TASK TO CARRY OUT: Transcribe word for word each line from the one containing "form [54, 21]." to the final line of the data, both included. Skip the pictures.

--

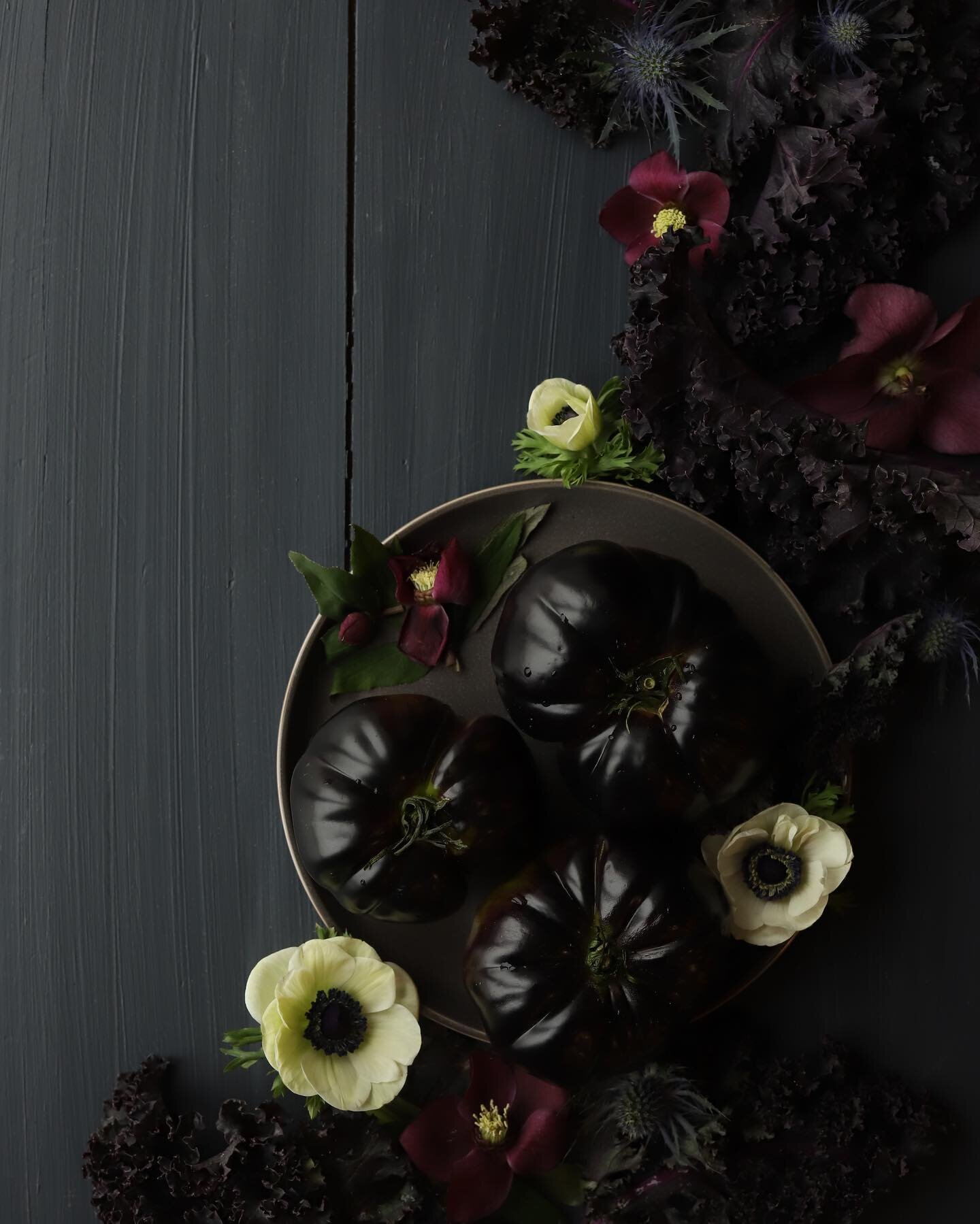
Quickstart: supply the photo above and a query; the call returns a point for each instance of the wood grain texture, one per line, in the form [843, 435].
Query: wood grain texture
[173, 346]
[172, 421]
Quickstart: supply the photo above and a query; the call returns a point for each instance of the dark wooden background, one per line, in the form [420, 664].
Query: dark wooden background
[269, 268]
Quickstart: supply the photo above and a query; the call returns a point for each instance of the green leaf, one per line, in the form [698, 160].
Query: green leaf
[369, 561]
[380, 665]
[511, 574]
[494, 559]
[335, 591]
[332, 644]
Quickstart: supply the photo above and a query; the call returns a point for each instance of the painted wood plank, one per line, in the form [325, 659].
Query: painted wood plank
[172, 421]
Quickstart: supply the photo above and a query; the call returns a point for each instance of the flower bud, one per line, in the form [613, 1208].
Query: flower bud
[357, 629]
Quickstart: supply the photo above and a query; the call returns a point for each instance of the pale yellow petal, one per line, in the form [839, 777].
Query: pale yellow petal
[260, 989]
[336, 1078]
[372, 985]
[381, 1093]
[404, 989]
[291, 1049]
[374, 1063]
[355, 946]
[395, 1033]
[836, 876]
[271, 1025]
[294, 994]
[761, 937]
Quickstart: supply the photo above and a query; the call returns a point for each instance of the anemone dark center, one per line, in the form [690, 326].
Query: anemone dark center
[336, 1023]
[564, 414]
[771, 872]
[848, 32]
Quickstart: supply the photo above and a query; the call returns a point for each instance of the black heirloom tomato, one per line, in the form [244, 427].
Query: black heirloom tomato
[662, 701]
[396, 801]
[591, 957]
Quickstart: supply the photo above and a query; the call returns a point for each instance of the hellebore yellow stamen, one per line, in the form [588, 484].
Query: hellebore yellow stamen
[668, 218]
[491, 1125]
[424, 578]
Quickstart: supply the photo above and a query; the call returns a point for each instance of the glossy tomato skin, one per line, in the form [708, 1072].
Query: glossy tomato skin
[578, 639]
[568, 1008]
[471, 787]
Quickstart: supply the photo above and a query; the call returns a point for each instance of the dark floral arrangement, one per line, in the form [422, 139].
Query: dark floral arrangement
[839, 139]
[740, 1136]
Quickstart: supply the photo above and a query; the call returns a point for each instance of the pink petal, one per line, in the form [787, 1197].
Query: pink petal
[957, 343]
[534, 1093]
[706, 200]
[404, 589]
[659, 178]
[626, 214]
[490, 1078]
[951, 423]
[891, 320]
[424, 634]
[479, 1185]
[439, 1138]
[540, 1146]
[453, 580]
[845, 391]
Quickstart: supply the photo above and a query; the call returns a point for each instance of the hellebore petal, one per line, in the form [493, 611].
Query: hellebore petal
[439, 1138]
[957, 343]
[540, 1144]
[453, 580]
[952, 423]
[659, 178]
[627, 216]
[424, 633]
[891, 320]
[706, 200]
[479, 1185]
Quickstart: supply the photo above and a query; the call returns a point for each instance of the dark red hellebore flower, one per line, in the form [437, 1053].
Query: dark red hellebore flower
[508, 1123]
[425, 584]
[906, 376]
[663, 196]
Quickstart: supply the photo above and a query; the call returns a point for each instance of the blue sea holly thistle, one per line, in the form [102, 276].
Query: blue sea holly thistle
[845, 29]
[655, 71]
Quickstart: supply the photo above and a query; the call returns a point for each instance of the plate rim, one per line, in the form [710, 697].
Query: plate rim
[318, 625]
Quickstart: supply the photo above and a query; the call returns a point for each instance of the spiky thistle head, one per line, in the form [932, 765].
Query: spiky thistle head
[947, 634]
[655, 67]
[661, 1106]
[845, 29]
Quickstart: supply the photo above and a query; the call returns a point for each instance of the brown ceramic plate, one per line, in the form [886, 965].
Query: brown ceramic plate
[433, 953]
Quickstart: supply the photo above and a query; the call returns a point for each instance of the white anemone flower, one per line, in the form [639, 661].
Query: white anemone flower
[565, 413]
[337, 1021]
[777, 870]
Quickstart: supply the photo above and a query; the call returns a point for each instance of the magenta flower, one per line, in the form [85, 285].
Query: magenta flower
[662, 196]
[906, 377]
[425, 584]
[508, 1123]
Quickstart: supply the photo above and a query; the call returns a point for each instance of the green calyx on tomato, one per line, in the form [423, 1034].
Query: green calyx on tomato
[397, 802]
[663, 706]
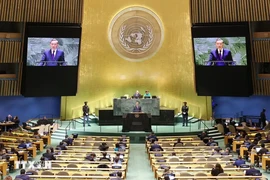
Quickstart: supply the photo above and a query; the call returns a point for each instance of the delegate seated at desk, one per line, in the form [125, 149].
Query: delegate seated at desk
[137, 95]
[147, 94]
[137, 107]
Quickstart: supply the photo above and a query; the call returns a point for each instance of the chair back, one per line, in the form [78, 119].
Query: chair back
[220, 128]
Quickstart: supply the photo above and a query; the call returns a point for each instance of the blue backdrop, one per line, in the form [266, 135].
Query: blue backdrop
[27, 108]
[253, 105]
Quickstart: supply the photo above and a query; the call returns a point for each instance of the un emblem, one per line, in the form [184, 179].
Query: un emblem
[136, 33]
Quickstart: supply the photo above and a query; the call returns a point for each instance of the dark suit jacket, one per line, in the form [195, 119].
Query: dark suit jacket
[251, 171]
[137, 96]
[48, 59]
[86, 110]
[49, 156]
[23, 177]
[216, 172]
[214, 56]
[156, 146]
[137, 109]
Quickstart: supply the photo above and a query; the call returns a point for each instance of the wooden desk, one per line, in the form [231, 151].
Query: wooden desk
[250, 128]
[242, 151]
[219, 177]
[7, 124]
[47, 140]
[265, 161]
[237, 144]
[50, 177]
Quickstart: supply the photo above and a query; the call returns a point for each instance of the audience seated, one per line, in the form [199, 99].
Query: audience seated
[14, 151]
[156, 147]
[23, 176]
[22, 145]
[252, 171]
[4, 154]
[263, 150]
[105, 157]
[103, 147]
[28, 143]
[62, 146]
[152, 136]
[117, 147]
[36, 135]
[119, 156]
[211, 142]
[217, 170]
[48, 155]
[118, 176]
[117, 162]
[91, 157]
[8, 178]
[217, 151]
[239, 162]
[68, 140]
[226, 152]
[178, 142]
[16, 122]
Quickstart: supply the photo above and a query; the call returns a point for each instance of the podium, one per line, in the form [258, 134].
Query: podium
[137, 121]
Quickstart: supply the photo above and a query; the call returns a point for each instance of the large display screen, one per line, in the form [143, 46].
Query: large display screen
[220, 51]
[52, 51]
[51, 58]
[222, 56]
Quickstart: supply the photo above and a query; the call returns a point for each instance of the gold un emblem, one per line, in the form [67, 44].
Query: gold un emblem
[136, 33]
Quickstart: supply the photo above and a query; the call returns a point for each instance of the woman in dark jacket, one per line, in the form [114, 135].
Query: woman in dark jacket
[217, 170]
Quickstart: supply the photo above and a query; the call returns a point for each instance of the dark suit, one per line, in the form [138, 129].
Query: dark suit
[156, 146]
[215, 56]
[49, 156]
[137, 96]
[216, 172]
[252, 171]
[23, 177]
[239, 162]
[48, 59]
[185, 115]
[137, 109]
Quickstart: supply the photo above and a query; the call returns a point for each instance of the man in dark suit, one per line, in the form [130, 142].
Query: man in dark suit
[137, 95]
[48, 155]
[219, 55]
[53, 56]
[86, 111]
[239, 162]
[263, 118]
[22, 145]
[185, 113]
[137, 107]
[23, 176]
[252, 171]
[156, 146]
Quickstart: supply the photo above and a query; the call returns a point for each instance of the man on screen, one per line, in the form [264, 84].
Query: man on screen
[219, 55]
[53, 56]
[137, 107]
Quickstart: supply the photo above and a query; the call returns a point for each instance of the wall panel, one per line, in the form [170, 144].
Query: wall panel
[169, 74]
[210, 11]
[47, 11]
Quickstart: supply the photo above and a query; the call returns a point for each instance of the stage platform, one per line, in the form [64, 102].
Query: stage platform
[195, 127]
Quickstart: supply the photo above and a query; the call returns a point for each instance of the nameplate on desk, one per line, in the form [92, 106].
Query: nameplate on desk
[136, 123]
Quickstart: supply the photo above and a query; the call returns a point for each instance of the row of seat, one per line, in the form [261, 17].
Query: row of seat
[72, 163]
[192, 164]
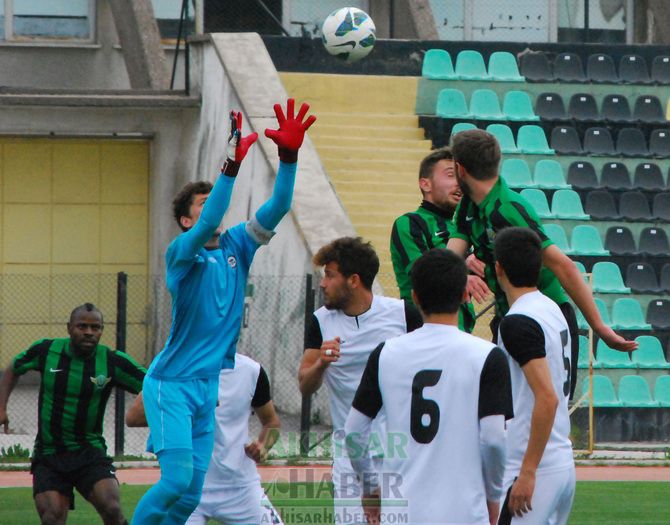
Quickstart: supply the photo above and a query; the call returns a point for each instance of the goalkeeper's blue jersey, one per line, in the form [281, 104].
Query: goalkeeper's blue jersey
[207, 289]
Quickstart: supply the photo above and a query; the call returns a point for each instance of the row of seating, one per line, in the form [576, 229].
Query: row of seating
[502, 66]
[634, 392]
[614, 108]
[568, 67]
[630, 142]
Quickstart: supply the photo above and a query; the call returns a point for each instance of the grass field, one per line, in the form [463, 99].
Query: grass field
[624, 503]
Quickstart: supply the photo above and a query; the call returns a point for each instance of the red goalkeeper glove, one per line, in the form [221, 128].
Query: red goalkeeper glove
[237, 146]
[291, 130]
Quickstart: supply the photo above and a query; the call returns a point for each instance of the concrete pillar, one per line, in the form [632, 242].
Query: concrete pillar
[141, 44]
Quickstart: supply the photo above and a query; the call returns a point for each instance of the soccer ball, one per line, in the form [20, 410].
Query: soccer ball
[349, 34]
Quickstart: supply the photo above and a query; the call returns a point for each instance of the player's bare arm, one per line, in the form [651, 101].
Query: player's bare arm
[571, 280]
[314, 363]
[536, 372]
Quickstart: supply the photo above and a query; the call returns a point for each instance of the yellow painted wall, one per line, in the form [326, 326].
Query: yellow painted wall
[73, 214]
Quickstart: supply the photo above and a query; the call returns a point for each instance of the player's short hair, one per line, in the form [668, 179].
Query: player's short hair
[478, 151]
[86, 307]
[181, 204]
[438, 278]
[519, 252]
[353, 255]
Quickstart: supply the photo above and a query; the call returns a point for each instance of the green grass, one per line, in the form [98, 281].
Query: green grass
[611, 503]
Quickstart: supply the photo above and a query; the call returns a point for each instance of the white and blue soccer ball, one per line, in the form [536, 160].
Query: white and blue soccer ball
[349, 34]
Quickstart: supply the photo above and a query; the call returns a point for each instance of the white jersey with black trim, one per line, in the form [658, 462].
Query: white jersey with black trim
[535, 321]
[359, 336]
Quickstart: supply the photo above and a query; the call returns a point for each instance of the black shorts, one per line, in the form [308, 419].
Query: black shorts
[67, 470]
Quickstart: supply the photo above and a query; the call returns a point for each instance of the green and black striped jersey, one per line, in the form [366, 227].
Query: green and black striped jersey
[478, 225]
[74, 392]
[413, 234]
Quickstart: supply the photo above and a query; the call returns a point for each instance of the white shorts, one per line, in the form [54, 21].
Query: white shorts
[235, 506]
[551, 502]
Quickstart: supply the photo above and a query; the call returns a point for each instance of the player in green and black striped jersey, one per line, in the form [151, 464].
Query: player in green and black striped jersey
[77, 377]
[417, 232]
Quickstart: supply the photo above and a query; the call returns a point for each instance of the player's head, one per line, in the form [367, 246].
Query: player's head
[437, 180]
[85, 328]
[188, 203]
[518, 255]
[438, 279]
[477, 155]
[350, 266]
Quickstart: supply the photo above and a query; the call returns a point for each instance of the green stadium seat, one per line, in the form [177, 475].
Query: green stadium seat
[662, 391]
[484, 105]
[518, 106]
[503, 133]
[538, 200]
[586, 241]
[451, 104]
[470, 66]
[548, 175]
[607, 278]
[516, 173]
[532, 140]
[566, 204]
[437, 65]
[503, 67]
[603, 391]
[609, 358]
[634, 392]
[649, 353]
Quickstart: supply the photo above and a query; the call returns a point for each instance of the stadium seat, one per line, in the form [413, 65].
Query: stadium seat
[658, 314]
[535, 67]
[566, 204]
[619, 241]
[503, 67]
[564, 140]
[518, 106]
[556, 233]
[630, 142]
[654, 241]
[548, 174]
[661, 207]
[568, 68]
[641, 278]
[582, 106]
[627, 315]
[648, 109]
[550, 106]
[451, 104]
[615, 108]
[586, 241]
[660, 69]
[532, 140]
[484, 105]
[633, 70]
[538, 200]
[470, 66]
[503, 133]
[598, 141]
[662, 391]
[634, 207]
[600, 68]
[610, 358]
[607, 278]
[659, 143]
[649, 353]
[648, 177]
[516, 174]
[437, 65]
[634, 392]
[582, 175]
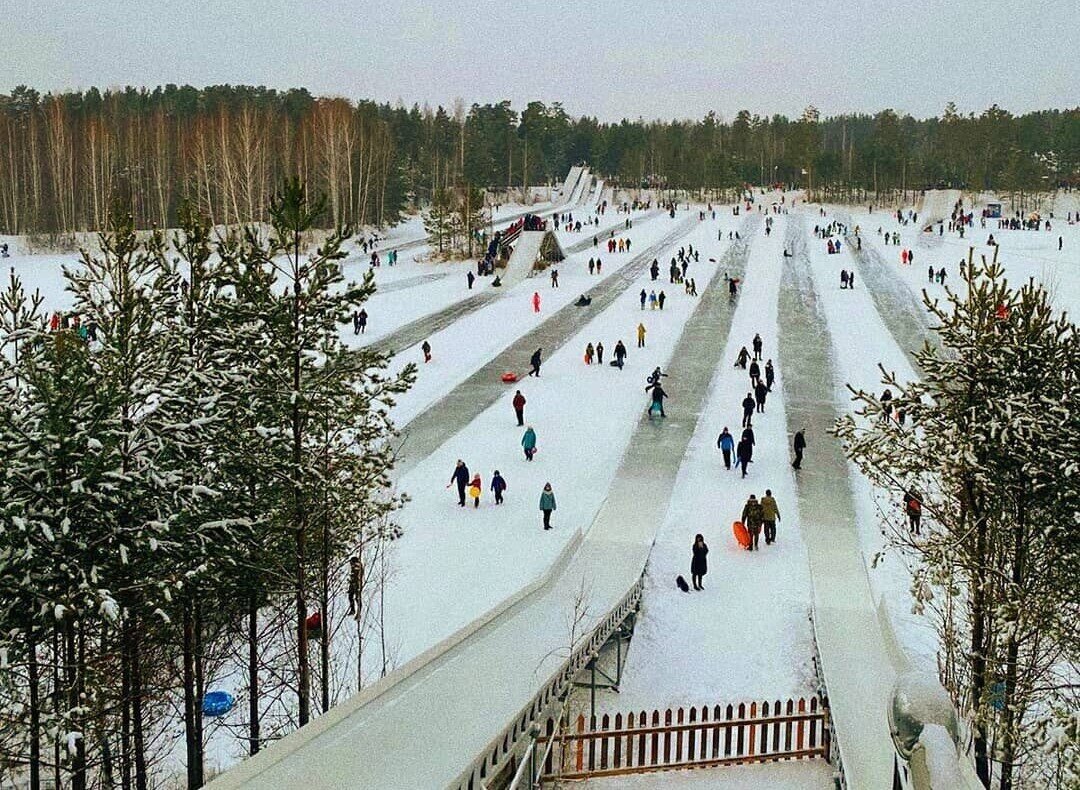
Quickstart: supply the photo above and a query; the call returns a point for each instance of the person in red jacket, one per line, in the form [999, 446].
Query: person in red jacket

--

IN RESPONSE:
Quickstart: supply the photo above and a query; the call returns a point for each instance of the white shorts, one per line, in the form [54, 21].
Query: white shorts
[235, 506]
[551, 502]
Quickstart: supply the photo above and a query; the call returns a point for each instance of the player in green and black striped jersey, one per line, in the form [151, 464].
Query: player in green and black striped jersey
[77, 377]
[417, 232]
Quickstart: supply the photo above and a query; the call returns a point for each instance of the player's head, one per line, in the form [367, 246].
Query: player's head
[437, 180]
[85, 328]
[188, 203]
[518, 255]
[438, 279]
[477, 155]
[350, 266]
Quickstart: supply the photo above and a query; the call returns a point for each instance of the green stadium seat, one per line, in the form [177, 475].
Query: green stadium seat
[662, 391]
[484, 105]
[518, 106]
[503, 133]
[538, 200]
[586, 241]
[451, 104]
[470, 66]
[548, 175]
[607, 278]
[516, 173]
[532, 140]
[566, 204]
[437, 65]
[503, 67]
[603, 391]
[609, 358]
[634, 392]
[649, 353]
Quickstart: supply the photo above and a query; the call returns a point for each instance of the stadium seat, one per line, in the form [413, 65].
Query: stadium seat
[658, 314]
[535, 67]
[566, 204]
[619, 241]
[503, 67]
[564, 140]
[518, 106]
[556, 233]
[630, 142]
[654, 241]
[548, 174]
[661, 207]
[568, 68]
[641, 278]
[582, 106]
[627, 315]
[648, 109]
[550, 106]
[451, 104]
[615, 108]
[586, 241]
[660, 69]
[532, 140]
[484, 105]
[633, 70]
[538, 200]
[470, 66]
[503, 133]
[598, 141]
[662, 391]
[634, 207]
[600, 68]
[610, 358]
[607, 278]
[659, 143]
[649, 353]
[648, 177]
[516, 174]
[437, 65]
[634, 392]
[582, 175]
Quickstart: supply the photo above and a query; the call returns a point for each instance of the person in red jacket, one per line, in the form [999, 446].
Query: person in red jacket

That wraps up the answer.